• _PROVIDED DATA_
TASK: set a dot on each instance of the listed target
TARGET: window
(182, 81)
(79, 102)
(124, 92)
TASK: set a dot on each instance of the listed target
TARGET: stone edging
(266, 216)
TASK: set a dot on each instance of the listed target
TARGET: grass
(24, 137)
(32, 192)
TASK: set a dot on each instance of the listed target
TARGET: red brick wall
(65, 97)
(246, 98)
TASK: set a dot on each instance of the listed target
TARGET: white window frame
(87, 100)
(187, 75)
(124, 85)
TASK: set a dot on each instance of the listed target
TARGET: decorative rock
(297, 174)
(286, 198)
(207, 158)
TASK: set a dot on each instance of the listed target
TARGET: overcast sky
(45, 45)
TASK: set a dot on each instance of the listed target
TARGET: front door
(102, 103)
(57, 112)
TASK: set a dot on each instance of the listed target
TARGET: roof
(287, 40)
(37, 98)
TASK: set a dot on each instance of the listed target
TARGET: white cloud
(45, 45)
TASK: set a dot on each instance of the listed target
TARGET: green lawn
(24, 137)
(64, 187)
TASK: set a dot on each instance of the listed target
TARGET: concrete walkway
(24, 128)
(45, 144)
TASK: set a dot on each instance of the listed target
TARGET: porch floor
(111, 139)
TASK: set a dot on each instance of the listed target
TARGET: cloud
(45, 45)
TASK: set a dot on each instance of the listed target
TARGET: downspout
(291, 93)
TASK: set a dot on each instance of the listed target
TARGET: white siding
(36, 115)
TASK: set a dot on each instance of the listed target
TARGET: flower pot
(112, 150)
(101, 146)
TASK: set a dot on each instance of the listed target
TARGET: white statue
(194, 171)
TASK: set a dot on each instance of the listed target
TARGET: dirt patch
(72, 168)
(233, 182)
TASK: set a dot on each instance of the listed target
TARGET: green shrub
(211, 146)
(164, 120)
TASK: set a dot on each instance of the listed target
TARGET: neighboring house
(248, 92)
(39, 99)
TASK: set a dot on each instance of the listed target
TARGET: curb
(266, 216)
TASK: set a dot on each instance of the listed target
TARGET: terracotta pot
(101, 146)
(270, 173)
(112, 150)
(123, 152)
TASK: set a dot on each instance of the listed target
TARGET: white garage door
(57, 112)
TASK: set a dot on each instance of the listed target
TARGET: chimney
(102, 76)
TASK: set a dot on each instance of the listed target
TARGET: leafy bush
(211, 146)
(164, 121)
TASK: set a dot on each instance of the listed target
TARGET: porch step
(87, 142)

• _PROMPT_
Transcribe the listing above in full, so that every line matches exactly.

• _TASK SOLUTION_
TASK: set a dot on each instance of the listed target
TARGET: window
(182, 81)
(79, 102)
(124, 92)
TASK: set a dot on each instance of the listed target
TARGET: stone edging
(266, 216)
TASK: set a dot on each instance of the listed target
TARGET: grass
(24, 137)
(32, 192)
TASK: set a dot on each instance of the listed target
TARGET: red brick wall
(65, 97)
(246, 98)
TASK: set a dot on each instance of the listed target
TARGET: white window frame
(87, 100)
(187, 75)
(124, 85)
TASK: set a dot on each instance of the listed target
TARGET: decorative rock
(297, 174)
(286, 198)
(207, 158)
TASK: set a dot on each instance of the listed target
TARGET: overcast sky
(45, 45)
TASK: set a dot on each instance of the listed target
TARGET: front door
(102, 103)
(57, 112)
TASK: set a dot on each instance of the listed target
TARGET: roof
(287, 40)
(37, 98)
TASK: set a dot on each instance of the listed target
TARGET: white cloud
(45, 45)
TASK: set a dot on each instance of the listed target
TARGET: green lawn
(24, 137)
(64, 187)
TASK: set a dot on each instance of the listed target
TARGET: concrete walkway
(24, 128)
(45, 144)
TASK: set a dot on each instance of the listed target
TARGET: porch floor
(111, 139)
TASK: set a dot on each instance of the listed target
TARGET: cloud
(45, 45)
TASK: set a dot on each instance of the listed target
TARGET: downspout
(291, 93)
TASK: set a dot on each instance of the listed target
TARGET: white siding
(36, 115)
TASK: set a dot on each instance of the listed target
TARGET: flower pot
(112, 150)
(101, 146)
TASK: set a dot on each instance of the listed target
TARGET: white statue
(194, 171)
TASK: set a dot on each instance of the listed target
TARGET: dirt patch
(72, 168)
(233, 182)
TASK: set a dot on each instance of the listed target
TARGET: green shrub
(211, 146)
(164, 120)
TASK: set a dot on each instance of the listed target
TARGET: neighboring house
(248, 92)
(39, 99)
TASK: set a dot on each instance of the listed target
TARGET: curb
(266, 216)
TASK: set a dot on each instance of the listed target
TARGET: terracotta pot
(101, 146)
(270, 173)
(112, 150)
(123, 152)
TASK: set a dot on each instance of the listed target
TARGET: white garage door
(57, 112)
TASK: set a dot on each instance of the listed target
TARGET: chimney
(102, 76)
TASK: set a dot on each instance of the listed target
TARGET: leafy bush
(211, 146)
(164, 121)
TASK: set a dot on each instance of the listed target
TARGET: porch step
(87, 142)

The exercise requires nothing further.